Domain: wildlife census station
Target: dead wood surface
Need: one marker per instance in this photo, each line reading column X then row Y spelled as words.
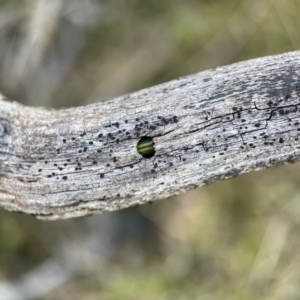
column 213, row 125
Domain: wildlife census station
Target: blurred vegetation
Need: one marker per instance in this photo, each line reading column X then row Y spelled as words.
column 238, row 239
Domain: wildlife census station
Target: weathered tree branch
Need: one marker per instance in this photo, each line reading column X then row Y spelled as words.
column 206, row 127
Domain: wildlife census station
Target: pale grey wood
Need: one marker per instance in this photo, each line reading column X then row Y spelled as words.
column 206, row 127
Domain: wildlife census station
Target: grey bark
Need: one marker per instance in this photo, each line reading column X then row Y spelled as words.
column 213, row 125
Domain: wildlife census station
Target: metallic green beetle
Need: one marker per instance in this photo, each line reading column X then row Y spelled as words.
column 146, row 147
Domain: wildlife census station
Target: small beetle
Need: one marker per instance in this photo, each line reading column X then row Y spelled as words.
column 145, row 147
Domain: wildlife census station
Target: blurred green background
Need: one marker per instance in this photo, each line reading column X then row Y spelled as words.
column 237, row 239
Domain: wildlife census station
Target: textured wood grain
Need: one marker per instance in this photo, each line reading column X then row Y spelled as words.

————

WORK TASK. When you write out the data, keep every line exact and drop the pictures.

EXERCISE RESPONSE.
Domain: wildlife census station
Target: dead wood surface
Need: one marker per instance in this photo, each line reading column X then row Y spelled as words.
column 213, row 125
Domain: wildlife census station
Target: blurred vegetation
Need: one marker per instance in this photo, each line reading column X then row Y spelled as words.
column 238, row 239
Domain: wildlife census station
Target: weathered tree branch
Need: one marker per instance in this photo, each line reading column X then row Y spelled as words.
column 206, row 127
Domain: wildlife census station
Target: pale grey wood
Need: one marker per instance in this photo, each line reading column X then row Y spelled as words.
column 206, row 127
Domain: wildlife census station
Target: grey bark
Need: one marker per instance in this photo, each line reading column X then row Y spelled as words.
column 213, row 125
Domain: wildlife census station
Target: metallic green beetle
Need: one marker per instance in this photo, each line reading column X then row Y spelled as words.
column 146, row 147
Domain: wildlife census station
Target: small beetle
Need: one marker per instance in this photo, each line reading column X then row Y spelled as words.
column 145, row 147
Domain: wildlife census station
Target: blurred green background
Need: one marker per instance in this photo, each line reading column X then row Y spelled as words.
column 237, row 239
Domain: wildlife census station
Target: textured wood grain
Need: one marker per instance in this photo, each line reading column X then row Y spelled as words.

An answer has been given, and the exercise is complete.